:: TEKSTFRAGMENT ::
=======

Dit speldje herinnert de overwinning van de Viet Minh op het Franse koloniale expeditiekorps bij de slag van Dien Bien Phu in mei 1954, en bij gevolg het einde van de Eerste Indochinese oorlog ((1946-54). Het kenteken werd verleend aan allen die deelnamen aan deze bekende veldslag. Tijdens het beleg, dat 55 dagen duurde, verloor de Viet Minh onder het bevel van Generaal Vo Nguyen Giap meer dan 8000 manschappen. De Franse koloniale troepen, onder Generaal Christian de Castries, verloren 3000 manschappen en van de 8000 overlevenden stierven nog eens de helft in gevangenschap.
Onderaan het embleem staat vermeld: "CHIEN SY DIEN-BIEN-PHU" (Soldaat van Dien Bien Phu). De vlag van de DRV (Democratische Republiek Vietnam) vermeld onder de gele ster: "QUYET CHIEN/QUEYET THANG" (Beslissende veldslag/Vastbesloten om te winnen). Bovenaan het embleem staat "XUAN (lente) 1954" gegraveerd. Twee types van afmetingen van dit embleem bestaan. Deze versie is het groter model, dat ongeveer 30 millimeter meet. De achterkant van de aluminium badge toont een markering (Z117). Het type pin wijst er op dat het hier om een latere uitvoering moet gaan.
In wat hieronder volgt, willen we dieper ingaan op de Eerste Indochinese oorlog en de Viet Minh, die tegenover het Franse expeditiekorps (C.E.F., Corps expéditionaire français) en de nationale inheemse legers stond, en vocht voor de oprichting van een eigen onafhankelijke staat. In dat streven werd het gesteund door het internationaal communisme.
De strijdkrachten van de Viet Minh waren samengesteld uit drie componenten. Vooreerst had men de lokale milities. Vervolgens waren er de beter getrainde en uitgeruste regionale troepen, die belast waren met de defensie van provincies. De laatste component werd gevormd door het reguliere leger, waarvan de manschappen de beste militaire en politieke opleiding hadden genoten en beschikten over de beste wapens. De lokale milities en de regionale troepen werden gebruikt voor het verzamelen van informatie, beveiliging, logistiek en guerrillia-acties. Na verloop van tijd werden de meest competente strijders overgeheveld naar het reguliere leger.
1. Theorie van de revolutionaire oorlog volgens Mao Tze Tung
a. Definiëring
De basis waarop de Viet Minh in de Eerste Indochinese oorlog steunde, was de revolutionaire oorlogvoering. Revolutionaire oorlogvoering is geen communistische term en wordt niet enkel in communistische kringen gebruikt. Ten onrechte denken we dat alleen communisten die oorlogsvorm kunnen uitvoeren, maar om het even welke patriotten kunnen dat net zo goed. Pas in de 20ste eeuw heeft ze zich duidelijk gemanifesteerd als een instrument van klassenstrijd, ook wanneer ze patriottische doeleinden probeerde te verwezenlijken. Het communisme onderscheidt drie types 'oorlogen': algemene, beperkte en nationale bevrijdingsoorlogen. De laatste, gelijkend op de revolutionaire oorlog, wordt ook nog oorlog van de derde categorie, anti-imperialistische oorlog, antikoloniale oorlog en in Zuid-Vietnam vanaf 1962, Speciale Oorlog genoemd. Al deze termen worden in de communistische literatuur min of meer door elkaar gebruikt. Voor de Viet Minh was de oorlog tegen de Fransen een langdurige strijd. Alle Vietnamezen noemen het Eerste Indochinese conflict trouwens geen periode van oorlog, maar wijzen er naar als het Verzet.

=======

:: OPDRACHTEN ::
1 – Zet de alinea uit het tekstfragment die begint met "De strijdkrachten van de Viet Minh" om in een beknopte opsomming met de belangrijkste feiten.
2 – Beantwoord op basis van het tekstfragment:
(a) Hoeveel dagen duurde het beleg bij Dien Bien Phu?
(b) Hoe groot is het grotere model van het embleem ongeveer?
(c) Hoe noemen alle Vietnamezen het Eerste Indochinese conflict?
3 – Neem het stuk uit het tekstfragment letterlijk over, van "De strijdkrachten van" tot en met "het reguliere leger.".

=======

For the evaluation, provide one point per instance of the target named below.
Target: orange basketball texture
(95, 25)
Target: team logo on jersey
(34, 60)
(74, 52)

=======

:: VERWACHTE ANTWOORDEN ::
1 –
- De strijdkrachten van de Viet Minh bestonden uit drie componenten.
- Lokale milities.
- Regionale troepen: beter getraind en uitgerust, belast met de verdediging van provincies.
- Regulier leger: manschappen met de beste militaire en politieke opleiding en de beste wapens.
- Lokale milities en regionale troepen zorgden voor inlichtingen, beveiliging, logistiek en guerrilla-acties.
- De meest competente strijders werden na verloop van tijd overgeplaatst naar het reguliere leger.

2 –
(a) 55 dagen.
(b) Ongeveer 30 millimeter.
(c) Het Verzet.

3 –
De strijdkrachten van de Viet Minh waren samengesteld uit drie componenten. Vooreerst had men de lokale milities. Vervolgens waren er de beter getrainde en uitgeruste regionale troepen, die belast waren met de defensie van provincies. De laatste component werd gevormd door het reguliere leger, waarvan de manschappen de beste militaire en politieke opleiding hadden genoten en beschikten over de beste wapens. De lokale milities en de regionale troepen werden gebruikt voor het verzamelen van informatie, beveiliging, logistiek en guerrillia-acties. Na verloop van tijd werden de meest competente strijders overgeheveld naar het reguliere leger.